What you should do: Below are records; extract exactly the lines from the one containing "of the green" through the last, both included, and keep the pictures out.

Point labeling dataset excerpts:

-- -- --

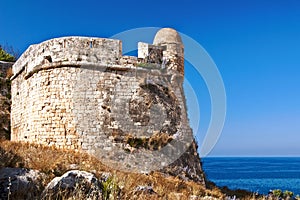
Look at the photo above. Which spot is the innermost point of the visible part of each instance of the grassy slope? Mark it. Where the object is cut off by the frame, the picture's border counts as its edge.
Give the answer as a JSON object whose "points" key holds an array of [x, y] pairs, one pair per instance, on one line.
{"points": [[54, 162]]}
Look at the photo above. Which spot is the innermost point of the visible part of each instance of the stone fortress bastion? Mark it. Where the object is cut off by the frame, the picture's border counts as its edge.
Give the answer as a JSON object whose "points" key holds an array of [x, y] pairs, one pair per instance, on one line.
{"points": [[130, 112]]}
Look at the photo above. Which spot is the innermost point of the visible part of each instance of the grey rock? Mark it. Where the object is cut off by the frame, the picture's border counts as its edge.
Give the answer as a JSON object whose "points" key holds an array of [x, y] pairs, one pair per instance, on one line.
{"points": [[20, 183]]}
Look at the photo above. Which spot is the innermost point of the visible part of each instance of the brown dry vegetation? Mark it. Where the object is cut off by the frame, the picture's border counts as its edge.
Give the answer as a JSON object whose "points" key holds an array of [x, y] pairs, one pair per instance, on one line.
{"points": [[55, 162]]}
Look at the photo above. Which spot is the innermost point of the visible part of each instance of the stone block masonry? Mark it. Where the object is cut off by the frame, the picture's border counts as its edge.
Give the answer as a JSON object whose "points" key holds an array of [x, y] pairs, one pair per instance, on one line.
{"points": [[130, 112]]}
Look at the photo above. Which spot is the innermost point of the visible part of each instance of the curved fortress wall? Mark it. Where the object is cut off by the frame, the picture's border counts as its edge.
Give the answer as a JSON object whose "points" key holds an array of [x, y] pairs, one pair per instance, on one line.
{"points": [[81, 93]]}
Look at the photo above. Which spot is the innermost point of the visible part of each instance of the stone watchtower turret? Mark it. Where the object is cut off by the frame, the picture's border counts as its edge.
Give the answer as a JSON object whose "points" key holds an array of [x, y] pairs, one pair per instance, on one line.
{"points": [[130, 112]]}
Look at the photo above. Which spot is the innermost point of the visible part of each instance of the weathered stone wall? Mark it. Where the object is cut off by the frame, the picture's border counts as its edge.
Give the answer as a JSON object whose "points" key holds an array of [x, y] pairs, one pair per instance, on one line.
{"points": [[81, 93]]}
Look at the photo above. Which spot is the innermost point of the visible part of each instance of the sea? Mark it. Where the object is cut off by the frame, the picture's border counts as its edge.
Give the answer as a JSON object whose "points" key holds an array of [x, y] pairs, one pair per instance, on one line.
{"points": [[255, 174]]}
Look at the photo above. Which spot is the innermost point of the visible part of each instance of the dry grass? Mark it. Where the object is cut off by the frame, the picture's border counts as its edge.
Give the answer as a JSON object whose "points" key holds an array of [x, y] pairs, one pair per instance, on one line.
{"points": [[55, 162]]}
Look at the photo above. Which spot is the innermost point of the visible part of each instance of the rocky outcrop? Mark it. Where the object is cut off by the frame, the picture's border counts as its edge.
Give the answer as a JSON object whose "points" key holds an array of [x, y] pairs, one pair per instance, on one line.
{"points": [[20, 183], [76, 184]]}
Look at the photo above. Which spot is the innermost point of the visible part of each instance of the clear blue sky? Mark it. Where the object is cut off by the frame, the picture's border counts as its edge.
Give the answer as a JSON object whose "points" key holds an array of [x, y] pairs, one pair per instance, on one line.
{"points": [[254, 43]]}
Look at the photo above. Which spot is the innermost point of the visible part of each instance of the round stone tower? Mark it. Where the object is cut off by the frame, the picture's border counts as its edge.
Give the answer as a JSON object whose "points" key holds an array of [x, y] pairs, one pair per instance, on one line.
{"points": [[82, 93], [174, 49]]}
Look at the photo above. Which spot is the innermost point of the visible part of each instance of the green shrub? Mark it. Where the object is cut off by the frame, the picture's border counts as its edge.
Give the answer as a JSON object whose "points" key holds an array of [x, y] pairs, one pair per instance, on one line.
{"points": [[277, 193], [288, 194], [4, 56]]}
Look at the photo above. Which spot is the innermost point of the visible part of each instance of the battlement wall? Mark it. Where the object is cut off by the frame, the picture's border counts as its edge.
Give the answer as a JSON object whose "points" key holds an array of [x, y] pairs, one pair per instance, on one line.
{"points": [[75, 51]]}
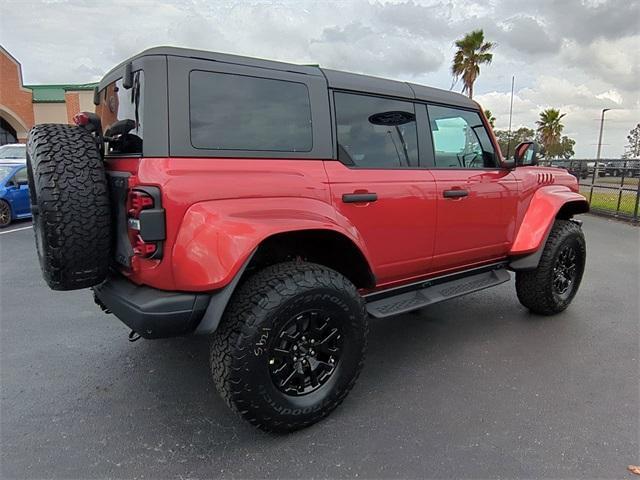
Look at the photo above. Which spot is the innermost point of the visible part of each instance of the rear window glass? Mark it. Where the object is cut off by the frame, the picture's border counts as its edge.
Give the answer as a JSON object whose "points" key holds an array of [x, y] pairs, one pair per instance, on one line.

-- -- --

Written reply:
Look at the photo above. Which spot is the innermost point of the visible part of each instance of the green shrub? Mark it. Where the object is cut off by the frame, the picture's border counts as its edge.
Give the answer as a JSON object whose "points" key holds an array of [x, y] pairs, one pair per instance, on one line.
{"points": [[277, 193], [288, 194], [4, 56]]}
Look at the photo above. Which spot is the innermost point of the visible part of each instance of the battlement wall? Mark it. Where the object is cut off by the frame, the picture's border counts as its edge.
Give the answer as a JSON object whose "points" key holds an array of [x, y] pairs, one pair per instance, on one line.
{"points": [[75, 51]]}
Look at the photo above. Which spot is the innermost point of the visible part of each instance of the rear window glass? Mark it. Where the object is cut off by the frame, the picture's border counts as its edge.
Give the answer as a JSON object whose "points" key holds an array of [x, y] pairs, one pair per instance, on one line.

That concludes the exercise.